* _What is being asked_:
Would you restate all the data that follows, word for word?

* _Input records_:
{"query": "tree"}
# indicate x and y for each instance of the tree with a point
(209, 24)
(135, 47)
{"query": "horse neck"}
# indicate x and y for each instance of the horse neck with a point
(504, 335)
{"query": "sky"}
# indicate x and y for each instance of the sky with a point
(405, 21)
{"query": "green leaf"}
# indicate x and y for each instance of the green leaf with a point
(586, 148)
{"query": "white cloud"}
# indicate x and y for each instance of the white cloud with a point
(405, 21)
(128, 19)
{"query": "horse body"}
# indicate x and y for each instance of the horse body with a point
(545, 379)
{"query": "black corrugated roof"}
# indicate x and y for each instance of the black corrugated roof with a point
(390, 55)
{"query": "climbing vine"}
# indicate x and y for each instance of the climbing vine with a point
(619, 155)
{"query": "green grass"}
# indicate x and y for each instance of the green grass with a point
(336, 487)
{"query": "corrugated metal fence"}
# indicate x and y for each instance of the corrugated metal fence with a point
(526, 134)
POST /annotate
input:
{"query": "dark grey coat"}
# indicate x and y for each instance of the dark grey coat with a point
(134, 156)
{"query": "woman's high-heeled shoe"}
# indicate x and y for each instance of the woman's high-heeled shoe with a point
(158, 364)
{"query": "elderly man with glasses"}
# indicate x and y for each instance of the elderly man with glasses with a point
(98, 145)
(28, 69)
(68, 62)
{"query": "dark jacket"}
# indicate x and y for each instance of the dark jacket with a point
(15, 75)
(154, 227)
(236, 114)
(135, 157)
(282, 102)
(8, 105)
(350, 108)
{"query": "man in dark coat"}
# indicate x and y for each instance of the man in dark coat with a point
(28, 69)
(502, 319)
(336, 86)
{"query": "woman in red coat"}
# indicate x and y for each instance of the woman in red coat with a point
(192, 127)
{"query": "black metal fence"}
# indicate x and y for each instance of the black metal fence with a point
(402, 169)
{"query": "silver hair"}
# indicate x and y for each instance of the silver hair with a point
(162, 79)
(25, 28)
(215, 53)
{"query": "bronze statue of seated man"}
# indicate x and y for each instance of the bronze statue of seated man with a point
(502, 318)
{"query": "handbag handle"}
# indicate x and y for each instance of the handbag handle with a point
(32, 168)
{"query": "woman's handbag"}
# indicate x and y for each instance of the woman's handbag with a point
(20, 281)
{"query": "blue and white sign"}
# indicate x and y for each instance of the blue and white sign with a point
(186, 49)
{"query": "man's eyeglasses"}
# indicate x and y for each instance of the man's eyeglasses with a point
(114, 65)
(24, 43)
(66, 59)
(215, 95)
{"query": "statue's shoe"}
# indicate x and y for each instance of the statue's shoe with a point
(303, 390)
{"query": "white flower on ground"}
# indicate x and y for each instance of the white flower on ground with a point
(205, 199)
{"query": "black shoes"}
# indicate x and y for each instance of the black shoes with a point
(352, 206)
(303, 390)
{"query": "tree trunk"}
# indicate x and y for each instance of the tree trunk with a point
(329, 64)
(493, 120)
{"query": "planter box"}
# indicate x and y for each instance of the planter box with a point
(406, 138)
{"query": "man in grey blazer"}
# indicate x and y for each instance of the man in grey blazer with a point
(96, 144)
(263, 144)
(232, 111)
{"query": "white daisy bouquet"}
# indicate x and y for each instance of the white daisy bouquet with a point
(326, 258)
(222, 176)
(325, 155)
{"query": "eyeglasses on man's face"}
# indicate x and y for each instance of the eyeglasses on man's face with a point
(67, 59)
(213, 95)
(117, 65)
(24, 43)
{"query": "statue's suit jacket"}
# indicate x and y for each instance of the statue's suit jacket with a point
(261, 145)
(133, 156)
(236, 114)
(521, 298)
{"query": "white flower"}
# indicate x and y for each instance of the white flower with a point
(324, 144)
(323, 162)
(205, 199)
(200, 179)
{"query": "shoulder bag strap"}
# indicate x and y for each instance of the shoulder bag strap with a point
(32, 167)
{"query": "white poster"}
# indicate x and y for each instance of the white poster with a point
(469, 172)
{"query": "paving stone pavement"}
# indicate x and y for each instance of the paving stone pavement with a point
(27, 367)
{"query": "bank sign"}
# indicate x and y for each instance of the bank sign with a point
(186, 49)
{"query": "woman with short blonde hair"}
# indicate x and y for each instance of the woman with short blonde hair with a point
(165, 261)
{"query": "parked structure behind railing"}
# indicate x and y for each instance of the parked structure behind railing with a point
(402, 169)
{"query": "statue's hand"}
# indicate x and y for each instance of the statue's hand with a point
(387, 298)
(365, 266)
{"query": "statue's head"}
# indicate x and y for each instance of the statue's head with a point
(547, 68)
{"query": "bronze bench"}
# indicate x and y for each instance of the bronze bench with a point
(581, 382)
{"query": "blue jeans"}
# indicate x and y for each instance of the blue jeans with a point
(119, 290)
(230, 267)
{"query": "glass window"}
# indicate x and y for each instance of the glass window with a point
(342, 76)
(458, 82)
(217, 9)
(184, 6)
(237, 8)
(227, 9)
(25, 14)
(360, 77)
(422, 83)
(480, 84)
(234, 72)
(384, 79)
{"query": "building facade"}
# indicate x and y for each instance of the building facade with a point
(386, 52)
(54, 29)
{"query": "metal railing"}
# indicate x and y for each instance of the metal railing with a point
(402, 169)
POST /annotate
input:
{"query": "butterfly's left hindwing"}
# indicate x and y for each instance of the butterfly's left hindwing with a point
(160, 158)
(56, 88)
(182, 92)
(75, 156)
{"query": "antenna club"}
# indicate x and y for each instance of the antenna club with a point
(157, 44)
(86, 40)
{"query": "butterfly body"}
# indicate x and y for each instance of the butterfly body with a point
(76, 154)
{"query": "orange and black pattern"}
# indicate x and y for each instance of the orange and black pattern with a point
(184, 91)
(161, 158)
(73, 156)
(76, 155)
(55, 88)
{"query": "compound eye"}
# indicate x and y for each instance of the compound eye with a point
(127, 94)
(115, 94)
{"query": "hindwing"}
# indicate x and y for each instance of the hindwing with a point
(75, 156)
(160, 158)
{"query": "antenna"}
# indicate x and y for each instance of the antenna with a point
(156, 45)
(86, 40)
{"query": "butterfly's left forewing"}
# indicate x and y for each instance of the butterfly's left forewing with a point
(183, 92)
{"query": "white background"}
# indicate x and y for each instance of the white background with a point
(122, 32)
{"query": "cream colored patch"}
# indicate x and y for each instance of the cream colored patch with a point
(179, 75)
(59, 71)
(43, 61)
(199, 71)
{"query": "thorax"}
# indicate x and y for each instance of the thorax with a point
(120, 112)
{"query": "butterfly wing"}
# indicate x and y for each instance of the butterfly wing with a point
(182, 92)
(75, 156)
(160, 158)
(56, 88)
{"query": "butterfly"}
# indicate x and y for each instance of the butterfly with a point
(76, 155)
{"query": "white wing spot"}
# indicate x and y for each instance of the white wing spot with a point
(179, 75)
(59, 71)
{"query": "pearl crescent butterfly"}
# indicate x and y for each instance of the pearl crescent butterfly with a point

* _Solution below_:
{"query": "tree"}
# indicate x and y for each instance of the tree with a point
(209, 24)
(135, 47)
{"query": "horse neck"}
# indicate x and y for each instance of the horse neck with a point
(504, 335)
{"query": "sky"}
# indicate x and y for each instance of the sky with a point
(405, 21)
{"query": "green leaf"}
# indicate x and y for each instance of the green leaf with a point
(586, 148)
{"query": "white cloud"}
# indicate x and y for each instance of the white cloud with a point
(405, 21)
(128, 19)
{"query": "horse body"}
# indicate x and y for each instance of the horse body with a point
(545, 379)
{"query": "black corrugated roof"}
# indicate x and y for each instance of the black corrugated roof with a point
(390, 55)
{"query": "climbing vine"}
# indicate x and y for each instance of the climbing vine with a point
(619, 155)
{"query": "green grass"}
# indicate x and y for each instance of the green grass with a point
(336, 487)
{"query": "corrugated metal fence"}
# indicate x and y for each instance of the corrugated metal fence with a point
(526, 134)
POST /annotate
input:
{"query": "dark grey coat"}
# indicate x and y for each instance of the dark grey coat with a point
(134, 156)
{"query": "woman's high-heeled shoe"}
# indicate x and y for each instance of the woman's high-heeled shoe with a point
(158, 364)
{"query": "elderly man with glasses"}
# indicate x and y for each instance of the elderly man with glasses with a point
(98, 145)
(28, 69)
(68, 62)
{"query": "dark jacket"}
# indicate x and y for each instance of the dark jacket with a point
(15, 75)
(154, 227)
(236, 114)
(135, 157)
(282, 102)
(8, 105)
(350, 108)
{"query": "man in dark coat"}
# indicate x and y for each instance of the man in dark coat with a point
(28, 69)
(502, 319)
(336, 86)
{"query": "woman in red coat"}
# indicate x and y for each instance of the woman in red coat with a point
(192, 127)
{"query": "black metal fence"}
# indicate x and y for each instance of the black metal fence with a point
(402, 169)
{"query": "silver hair"}
# indicate x and y for each instance of the silver hair with a point
(162, 79)
(25, 28)
(215, 53)
{"query": "bronze statue of seated man"}
# indicate x and y for each instance of the bronze statue of seated man with a point
(502, 318)
{"query": "handbag handle"}
# indicate x and y for each instance of the handbag handle with a point
(32, 168)
{"query": "woman's handbag"}
# indicate x and y for each instance of the woman's handbag with a point
(20, 281)
{"query": "blue and white sign"}
# indicate x and y for each instance of the blue and white sign with a point
(186, 49)
{"query": "man's eyeglasses"}
# indicate x and y for each instance of the man's eyeglasses with a point
(114, 65)
(24, 43)
(66, 59)
(215, 95)
{"query": "statue's shoe"}
# indicate x and y for each instance of the statue's shoe with a point
(303, 390)
{"query": "white flower on ground"}
# indicate x and y for each instance of the white flower on ground with a point
(205, 199)
{"query": "black shoes"}
# indicate x and y for each instance of the black shoes with a point
(352, 206)
(303, 390)
{"query": "tree trunk"}
# indicate x and y for each instance of the tree trunk with a point
(329, 64)
(493, 120)
{"query": "planter box"}
# indicate x and y for each instance of the planter box with a point
(406, 138)
{"query": "man in grey blazer"}
# indicate x and y for each instance of the man in grey blazer with a point
(96, 144)
(263, 144)
(232, 111)
{"query": "white daisy bouquet"}
# indicate x and y for each instance of the white daisy bouquet with a point
(326, 258)
(222, 176)
(325, 155)
{"query": "eyeglasses on man's face"}
# indicate x and y for each instance of the eyeglasses on man's face with a point
(67, 59)
(213, 95)
(117, 65)
(24, 43)
{"query": "statue's suit jacket"}
# indicate x and y for each instance of the statue's suit jacket with a point
(261, 145)
(133, 156)
(236, 114)
(521, 298)
{"query": "white flower"}
# indicate x and y for each instance of the white flower with a point
(324, 144)
(323, 162)
(205, 199)
(200, 179)
{"query": "shoulder bag strap"}
# indicate x and y for each instance of the shoulder bag strap with a point
(32, 167)
{"query": "white poster"}
# indicate x and y for each instance of the white poster with a point
(469, 172)
{"query": "paving stone pavement"}
# indicate x and y for each instance of the paving stone pavement with a point
(27, 367)
{"query": "bank sign"}
# indicate x and y for each instance of the bank sign with a point
(186, 49)
{"query": "woman with short blonde hair"}
# indicate x and y for each instance of the woman with short blonde hair with a point
(165, 261)
{"query": "parked structure behind railing"}
# indicate x and y for each instance of the parked structure behind railing with a point
(402, 169)
{"query": "statue's hand"}
# indicate x and y for each instance of the statue's hand with a point
(387, 298)
(365, 266)
{"query": "statue's head"}
# indicate x and y for each instance of the statue's head with a point
(547, 68)
{"query": "bronze bench"}
# indicate x and y for each instance of the bronze bench with a point
(581, 382)
{"query": "blue jeans"}
# indicate x and y for each instance of the blue jeans with a point
(119, 290)
(230, 267)
{"query": "glass window"}
# indicate x and y for each instance of the glass window with a point
(342, 76)
(458, 82)
(217, 9)
(184, 6)
(237, 8)
(227, 9)
(25, 14)
(360, 77)
(422, 83)
(480, 84)
(234, 72)
(384, 79)
{"query": "building facade"}
# indicate x and y for each instance of the building facade with a point
(386, 52)
(54, 29)
{"query": "metal railing"}
# indicate x and y for each instance of the metal railing with a point
(402, 169)
POST /annotate
input:
{"query": "butterfly's left hindwing"}
# indicate x and y for each instance of the butterfly's left hindwing with a point
(160, 158)
(56, 88)
(182, 92)
(75, 156)
{"query": "antenna club"}
# indicate x and y for each instance of the antenna club with a point
(157, 44)
(86, 40)
{"query": "butterfly body"}
# indicate x and y for each instance of the butterfly body with a point
(76, 154)
{"query": "orange and black pattern"}
# indicate x and y for each instance of the orange and black pattern with a point
(184, 91)
(161, 158)
(73, 156)
(76, 155)
(55, 88)
{"query": "compound eye"}
# indicate x and y for each instance of the compound eye with a point
(127, 94)
(115, 94)
{"query": "hindwing"}
# indicate x and y for each instance of the hindwing with a point
(75, 156)
(160, 158)
{"query": "antenna"}
# indicate x and y for each instance of the antenna with a point
(156, 45)
(86, 40)
{"query": "butterfly's left forewing"}
# indicate x and y for each instance of the butterfly's left forewing with a point
(183, 92)
{"query": "white background"}
# indicate x and y for each instance of the white background with a point
(122, 32)
{"query": "cream colored patch"}
# indicate x and y for each instance of the cream colored patch with a point
(179, 75)
(59, 71)
(43, 61)
(199, 71)
{"query": "thorax"}
# indicate x and y for each instance of the thorax with a point
(120, 112)
{"query": "butterfly wing"}
# indicate x and y for each instance of the butterfly wing with a point
(182, 92)
(75, 156)
(160, 158)
(56, 88)
{"query": "butterfly"}
# indicate x and y for each instance of the butterfly with a point
(76, 155)
{"query": "white wing spot"}
# indicate x and y for each instance of the white wing spot with a point
(179, 75)
(59, 71)
{"query": "pearl crescent butterfly"}
# indicate x and y for each instance of the pearl crescent butterfly with a point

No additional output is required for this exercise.